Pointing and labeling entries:
━━━
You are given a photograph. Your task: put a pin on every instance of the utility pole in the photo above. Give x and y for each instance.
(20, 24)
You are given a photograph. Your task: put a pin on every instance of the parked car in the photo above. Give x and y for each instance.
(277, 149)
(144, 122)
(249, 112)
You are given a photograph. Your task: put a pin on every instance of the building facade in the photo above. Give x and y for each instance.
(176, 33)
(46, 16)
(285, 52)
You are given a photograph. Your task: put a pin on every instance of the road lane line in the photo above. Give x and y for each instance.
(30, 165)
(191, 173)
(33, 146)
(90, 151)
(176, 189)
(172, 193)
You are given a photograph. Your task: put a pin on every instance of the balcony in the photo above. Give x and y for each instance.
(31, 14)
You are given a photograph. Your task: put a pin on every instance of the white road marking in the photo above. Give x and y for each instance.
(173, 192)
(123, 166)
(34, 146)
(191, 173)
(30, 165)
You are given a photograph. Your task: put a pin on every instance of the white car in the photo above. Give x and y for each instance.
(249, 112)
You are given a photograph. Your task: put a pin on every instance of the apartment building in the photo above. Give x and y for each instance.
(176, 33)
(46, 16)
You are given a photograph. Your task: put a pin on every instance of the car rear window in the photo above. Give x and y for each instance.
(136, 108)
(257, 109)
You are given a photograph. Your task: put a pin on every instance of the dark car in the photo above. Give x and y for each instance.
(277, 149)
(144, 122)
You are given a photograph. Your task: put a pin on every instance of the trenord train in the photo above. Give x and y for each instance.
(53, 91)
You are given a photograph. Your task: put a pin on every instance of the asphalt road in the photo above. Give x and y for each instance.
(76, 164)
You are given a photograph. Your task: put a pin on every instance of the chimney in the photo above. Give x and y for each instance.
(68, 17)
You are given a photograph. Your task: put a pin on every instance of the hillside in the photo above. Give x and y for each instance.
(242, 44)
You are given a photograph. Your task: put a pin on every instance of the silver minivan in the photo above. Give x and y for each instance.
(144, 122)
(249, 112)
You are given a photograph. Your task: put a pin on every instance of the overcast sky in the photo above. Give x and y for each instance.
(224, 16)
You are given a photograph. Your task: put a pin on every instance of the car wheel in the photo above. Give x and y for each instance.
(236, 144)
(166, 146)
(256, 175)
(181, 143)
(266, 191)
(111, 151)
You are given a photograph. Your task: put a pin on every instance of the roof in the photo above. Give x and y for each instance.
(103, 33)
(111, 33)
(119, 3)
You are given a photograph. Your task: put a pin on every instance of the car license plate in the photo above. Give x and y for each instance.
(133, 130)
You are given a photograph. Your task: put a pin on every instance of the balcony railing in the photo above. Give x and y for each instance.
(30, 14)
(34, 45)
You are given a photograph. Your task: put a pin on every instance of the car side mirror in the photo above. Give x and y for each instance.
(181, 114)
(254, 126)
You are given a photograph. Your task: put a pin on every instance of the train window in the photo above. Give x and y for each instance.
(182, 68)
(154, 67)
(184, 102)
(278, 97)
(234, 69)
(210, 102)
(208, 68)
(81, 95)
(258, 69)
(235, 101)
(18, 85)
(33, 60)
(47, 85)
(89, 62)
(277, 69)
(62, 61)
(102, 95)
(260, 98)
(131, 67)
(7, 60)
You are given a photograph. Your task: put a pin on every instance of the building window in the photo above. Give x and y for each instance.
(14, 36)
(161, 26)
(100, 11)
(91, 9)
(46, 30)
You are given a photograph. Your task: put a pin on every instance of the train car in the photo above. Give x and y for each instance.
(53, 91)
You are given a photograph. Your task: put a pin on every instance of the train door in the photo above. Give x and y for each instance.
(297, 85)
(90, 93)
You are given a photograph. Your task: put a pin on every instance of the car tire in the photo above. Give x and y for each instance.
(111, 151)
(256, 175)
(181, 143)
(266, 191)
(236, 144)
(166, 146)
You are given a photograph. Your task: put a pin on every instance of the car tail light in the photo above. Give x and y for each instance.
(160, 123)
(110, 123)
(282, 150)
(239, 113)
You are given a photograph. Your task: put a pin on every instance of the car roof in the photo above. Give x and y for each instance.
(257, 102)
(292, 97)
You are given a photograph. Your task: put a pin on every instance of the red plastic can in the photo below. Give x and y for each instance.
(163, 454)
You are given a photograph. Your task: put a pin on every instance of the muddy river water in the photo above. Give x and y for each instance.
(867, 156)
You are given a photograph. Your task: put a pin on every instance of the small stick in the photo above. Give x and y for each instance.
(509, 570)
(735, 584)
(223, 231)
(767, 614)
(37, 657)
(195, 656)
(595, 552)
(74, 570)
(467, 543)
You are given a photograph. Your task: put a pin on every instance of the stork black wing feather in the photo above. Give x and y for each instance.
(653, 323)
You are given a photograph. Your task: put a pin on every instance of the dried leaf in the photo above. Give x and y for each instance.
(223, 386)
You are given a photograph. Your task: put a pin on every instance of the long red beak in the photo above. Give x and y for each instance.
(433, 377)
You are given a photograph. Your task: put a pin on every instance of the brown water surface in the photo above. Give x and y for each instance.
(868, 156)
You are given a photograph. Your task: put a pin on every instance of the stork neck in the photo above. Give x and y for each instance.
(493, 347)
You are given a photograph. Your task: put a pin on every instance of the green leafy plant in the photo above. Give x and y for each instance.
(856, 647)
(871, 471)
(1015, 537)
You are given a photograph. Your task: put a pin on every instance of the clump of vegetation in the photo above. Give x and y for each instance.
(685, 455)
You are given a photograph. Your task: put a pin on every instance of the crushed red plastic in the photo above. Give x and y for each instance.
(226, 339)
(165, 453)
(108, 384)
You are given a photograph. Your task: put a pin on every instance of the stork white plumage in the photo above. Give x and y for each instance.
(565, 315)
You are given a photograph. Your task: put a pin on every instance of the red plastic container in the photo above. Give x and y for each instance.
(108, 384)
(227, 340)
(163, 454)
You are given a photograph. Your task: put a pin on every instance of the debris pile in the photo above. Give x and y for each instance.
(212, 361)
━━━
◆ **EXERCISE GOAL**
Return the listing above word for word.

◆ **WRITTEN SOLUTION**
You are given a photograph. Your task: put a pin on every instance of the utility pole in the photo above. Give x and y for each instance.
(20, 24)
You are given a photograph. Your task: put a pin on every instance of the parked car in the photo above. Give x and y for each instance.
(277, 149)
(144, 122)
(249, 112)
You are given a photograph. Your task: put a pin on every instance of the building facade in the photo above. Give x and y for each instance.
(176, 33)
(46, 16)
(285, 52)
You are given a photograph. Your task: put a pin on every instance of the road lane line in the photo above. Give x and y for each instance.
(30, 165)
(191, 173)
(33, 146)
(90, 151)
(176, 189)
(172, 193)
You are given a photograph. Your task: put a pin on every instance of the balcony in the photo above. Give x and y for each instance.
(31, 14)
You are given a photograph. Your task: put a pin on every instance of the white road marking in the photo above. Give x and y for each instance.
(173, 192)
(123, 166)
(34, 146)
(191, 173)
(30, 165)
You are given a photograph. Your task: put a pin on every instance of the white car in the photo above. Give x and y for each instance.
(249, 112)
You are given a photograph. Your task: put a pin on every instance of the apartment building in the photo above. Give x and y for each instance.
(176, 33)
(46, 16)
You are given a photograph. Your task: put a pin on every instance of the car rear window in the photo above. Give x and y for each instance.
(136, 108)
(257, 109)
You are given a photograph. Your task: put a pin on every instance of the dark car in the photo above. Give x and y for each instance.
(277, 149)
(144, 122)
You are given a photograph. Your task: put a pin on every instance of the trenord train in the photo above. Give x and y for each instance.
(53, 91)
You are given a photograph. Your task: put a pin on every instance of the asphalt road in the photo above. Give x and y for each instance.
(76, 164)
You are given a photograph. Your task: put a pin on every instance of the chimney in the photo above. Give x and y for each instance.
(68, 17)
You are given a photograph. Your task: put a pin on every instance of the hillside in the photo above. Give x and y for each instance.
(242, 44)
You are given a photograph. Your task: put a pin on every instance of the silver minivan in the photo above. Give x and y for each instance.
(144, 122)
(249, 112)
You are given a photograph. Your task: put a pin on every instance of the overcast sky in the photo above. Give x and y for each instance.
(224, 16)
You are given a photograph. Your task: put a pin on every instance of the car wheel in the photo above. Give x and y for each instance.
(236, 144)
(166, 146)
(256, 175)
(181, 143)
(266, 191)
(111, 151)
You are given a photograph. Your task: put a pin on every instance of the roof in the photo above. Give x and y for each instance.
(103, 33)
(111, 33)
(119, 3)
You are given a photograph. Your task: put a pin on every instance of the car license plate in the photo above. Give x and y for each instance.
(133, 130)
You are given a photograph. Your task: put a pin on every instance of the balcony railing in the photo above. Give x and y for each instance.
(30, 14)
(34, 45)
You are given a photograph. Your task: put a pin on every instance of the car side mirror in the photo above. Give x and y for each instance.
(181, 114)
(254, 126)
You are given a photograph. Your task: put a pin on every instance of the train window in the photo above. Give x and y for each instance.
(182, 68)
(154, 67)
(184, 102)
(278, 97)
(234, 69)
(210, 102)
(208, 68)
(81, 95)
(258, 69)
(235, 101)
(18, 85)
(33, 60)
(47, 85)
(89, 62)
(277, 69)
(62, 61)
(102, 95)
(260, 98)
(131, 67)
(7, 60)
You are given a photograph. Your task: put a pin on every instance of the building window in the photo above. Give x and y for each instance.
(14, 36)
(161, 26)
(100, 11)
(91, 9)
(46, 30)
You are given a photograph. Your task: put a pin on every instance of the train car in the photo above. Give x and y for each instance.
(53, 91)
You are given a photograph. Your task: put a pin on every instance of the train door in the photo above. Give x and y for each instance.
(297, 85)
(90, 93)
You are given a photograph. Your task: put a pin on every instance of the car tire in the photo above. Give x and y for each instance.
(111, 151)
(256, 175)
(181, 143)
(266, 191)
(236, 144)
(166, 146)
You are given a photograph. Your task: put a pin on every instance of the car tail light in the photo above. Give x and y for each instance.
(160, 123)
(110, 123)
(282, 150)
(239, 113)
You are given a photograph. Your task: put a pin on every instance of the car roof in the photo above. Give x and y for each instance.
(257, 102)
(292, 97)
You are given a photograph. Your task: put a pin on every instance of the red plastic can in the photo below. Give x and y for each instance.
(163, 454)
You are given a photograph. Your task: put a pin on every instance of the muddy river water in the photo above. Give x and y for each instance.
(867, 156)
You are given a photograph. Your task: put a pin on every instance of the small stick in the photo above. Give x and y for each instance.
(509, 570)
(735, 584)
(223, 231)
(767, 614)
(37, 657)
(195, 656)
(595, 552)
(74, 570)
(467, 543)
You are given a photograph. Your task: put a pin on every instance of the stork black wing feather in the photo above. Give x and y for each instance.
(653, 323)
You are given a photograph. Your task: put a pin on every instance of the dried leaf in the photo above. Give x and y for each instance.
(223, 386)
You are given a photograph. Your task: put a pin on every instance of the long red beak in the photo above. Give x and y for each instance.
(433, 377)
You are given a photograph. Your task: put a pin on every instance of the brown water surface in the photo above. Give x and y for each instance.
(868, 156)
You are given a photograph. Your task: put a pin on every instance of the stork neck in the photo above. Give x and y for each instance.
(493, 347)
You are given a photograph. Your task: put a pin on every instance of the green leafy plant in the photo above. Give x and y for each instance.
(856, 647)
(871, 471)
(1015, 537)
You are given a photograph. Your task: put a pin on every instance of the clump of vegetation in the photo above. Give x and y for each instance.
(685, 455)
You are given a photograph. Your task: put a pin on every instance of the crushed red plastic in the photo above. Give x and y for each instance.
(226, 339)
(165, 453)
(108, 384)
You are given a photograph. Your task: put a pin on every instance of the stork white plumage in the photo above. Give x and y for each instance.
(565, 315)
You are given a photograph. Your task: put a pin on every instance of the red plastic container in the photo above. Give x and y for each instance.
(108, 384)
(227, 340)
(163, 454)
You are given a photograph. Your task: put a pin on every instance of the debris pile in the photo above. Give x and y for each instance.
(212, 361)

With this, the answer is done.